AUFGABE A:
Beantworte anhand des folgenden Textauszugs über den Film „Blue Jasmine“ diese Fragen:
(i) Um wie viel Uhr war es, als der Film gesehen wurde?
(ii) Über welche Filme lästert der Kulturflaneur gerne?
(iii) Zu wem ist Jasmine zu Beginn des Films unterwegs?

TEXTAUSZUG:
7
Dez
2013

Eine verwöhnte Frau


(Cate Blanchett in "Blue Jasmine")

Gestern sahen wir Woody Allen's Blue Jasmine. Es war erst 19 Uhr. Ich erwartete einen halb leeren Kinosaal. Aber es war voll. Die Leute wollen diesen Streifen sehen.

Der Kulturflaneur lästert ja gerne über Hollywood-Filme. Sie hätten nichts mit unserem Leben hier in der Schweiz zu tun, sagt er. Aber Blue Jasmine hat mehr mit unserem Leben zu tun als uns lieb ist. Er führt uns unsere Ängste vor dem sozialen Absturz vor. Wir Kinogänger hierzulande wissen, dass es uns gut geht. Besser als den meisten auf der Welt. Wir wissen, dass wir fallen könnten. Wir fürchten uns vor dem Fall. Wir wollen wissen, wie er sich anfühlt. Wie er aussieht.

Woody Allen's Hauptdarstellerin Cate Blanchett führt uns das grandios vor. Sie spielt Jasmine, die verwöhnte Gattin eines New Yorker Finanzhais. Zu Beginn des Films ist sie mit ihren Louis Vuitton-Täschchen unterwegs zu ihrer mausarmen Schwester in San Francisco. Ihr Mann ist über kriminelle Machenschaften gestrauchelt. Sie ist pleite, ziemlich durch den Wind und ihre Schwester ist ihre letzte Zuflucht.

DATENSÄTZE ZUR ÜBUNG:
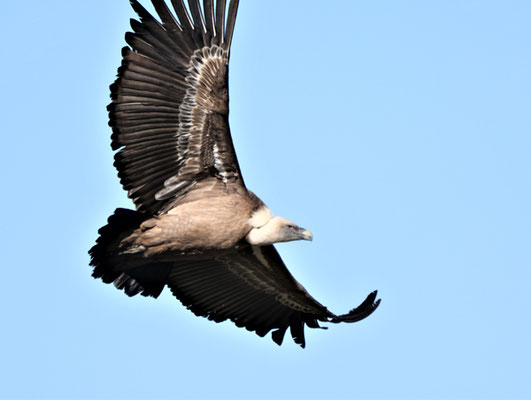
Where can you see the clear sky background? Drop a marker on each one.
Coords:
(399, 132)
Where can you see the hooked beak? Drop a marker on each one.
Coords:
(305, 234)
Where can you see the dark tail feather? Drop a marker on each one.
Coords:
(110, 266)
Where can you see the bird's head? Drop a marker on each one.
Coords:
(276, 230)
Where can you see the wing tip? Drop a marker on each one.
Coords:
(366, 308)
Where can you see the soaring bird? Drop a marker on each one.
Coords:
(196, 229)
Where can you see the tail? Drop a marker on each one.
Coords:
(128, 272)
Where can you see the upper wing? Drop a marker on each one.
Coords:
(169, 110)
(252, 287)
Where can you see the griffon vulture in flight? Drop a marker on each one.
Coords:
(197, 229)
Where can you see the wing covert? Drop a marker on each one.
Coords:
(169, 109)
(252, 287)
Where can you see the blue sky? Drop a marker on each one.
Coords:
(397, 131)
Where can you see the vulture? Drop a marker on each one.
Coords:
(196, 229)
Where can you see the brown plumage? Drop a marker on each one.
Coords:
(196, 228)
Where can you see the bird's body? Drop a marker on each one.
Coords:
(197, 228)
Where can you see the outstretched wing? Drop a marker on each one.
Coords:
(252, 287)
(169, 110)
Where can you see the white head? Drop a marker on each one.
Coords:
(277, 229)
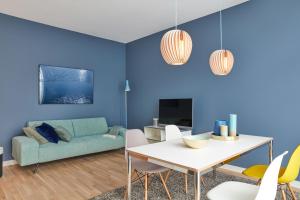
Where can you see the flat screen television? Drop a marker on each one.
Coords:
(176, 111)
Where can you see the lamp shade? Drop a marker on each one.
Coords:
(221, 62)
(127, 88)
(176, 47)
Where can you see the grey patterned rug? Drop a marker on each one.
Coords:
(176, 187)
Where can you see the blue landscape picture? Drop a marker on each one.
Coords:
(62, 85)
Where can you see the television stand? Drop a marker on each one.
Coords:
(158, 132)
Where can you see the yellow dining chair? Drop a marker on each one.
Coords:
(286, 175)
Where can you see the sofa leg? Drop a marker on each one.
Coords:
(36, 168)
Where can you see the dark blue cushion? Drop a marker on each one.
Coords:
(47, 132)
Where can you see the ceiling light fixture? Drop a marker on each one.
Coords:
(221, 61)
(176, 45)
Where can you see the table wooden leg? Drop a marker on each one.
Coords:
(129, 177)
(271, 151)
(197, 185)
(291, 191)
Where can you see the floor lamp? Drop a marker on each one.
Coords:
(127, 89)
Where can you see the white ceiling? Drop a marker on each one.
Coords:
(118, 20)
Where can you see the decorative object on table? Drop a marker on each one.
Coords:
(224, 130)
(127, 89)
(221, 61)
(176, 45)
(218, 123)
(62, 85)
(233, 125)
(196, 141)
(155, 122)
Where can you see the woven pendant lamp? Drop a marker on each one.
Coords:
(221, 61)
(176, 45)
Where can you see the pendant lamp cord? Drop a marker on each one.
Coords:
(221, 25)
(176, 13)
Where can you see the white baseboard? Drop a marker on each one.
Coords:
(9, 163)
(237, 171)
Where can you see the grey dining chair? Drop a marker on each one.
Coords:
(142, 168)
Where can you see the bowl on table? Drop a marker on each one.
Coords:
(196, 141)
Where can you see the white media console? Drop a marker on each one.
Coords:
(158, 132)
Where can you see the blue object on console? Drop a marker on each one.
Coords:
(218, 123)
(48, 132)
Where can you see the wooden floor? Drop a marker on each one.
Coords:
(74, 179)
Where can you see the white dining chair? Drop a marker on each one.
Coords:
(142, 168)
(232, 190)
(172, 133)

AUFGABE B: Finde in den obigen Datensätzen jede Zeile, die die Zeichenfolge "dining" enthält, und kopiere sie. Groß- und Kleinschreibung ist dabei zu beachten.

ANTWORT A:
(i) Es war 19 Uhr.
(ii) Er lästert gerne über Hollywood-Filme.
(iii) Sie ist zu ihrer mausarmen Schwester in San Francisco unterwegs.

ANTWORT B:
Where can you see the yellow dining chair? Drop a marker on each one.
Where can you see the grey dining chair? Drop a marker on each one.
Where can you see the white dining chair? Drop a marker on each one.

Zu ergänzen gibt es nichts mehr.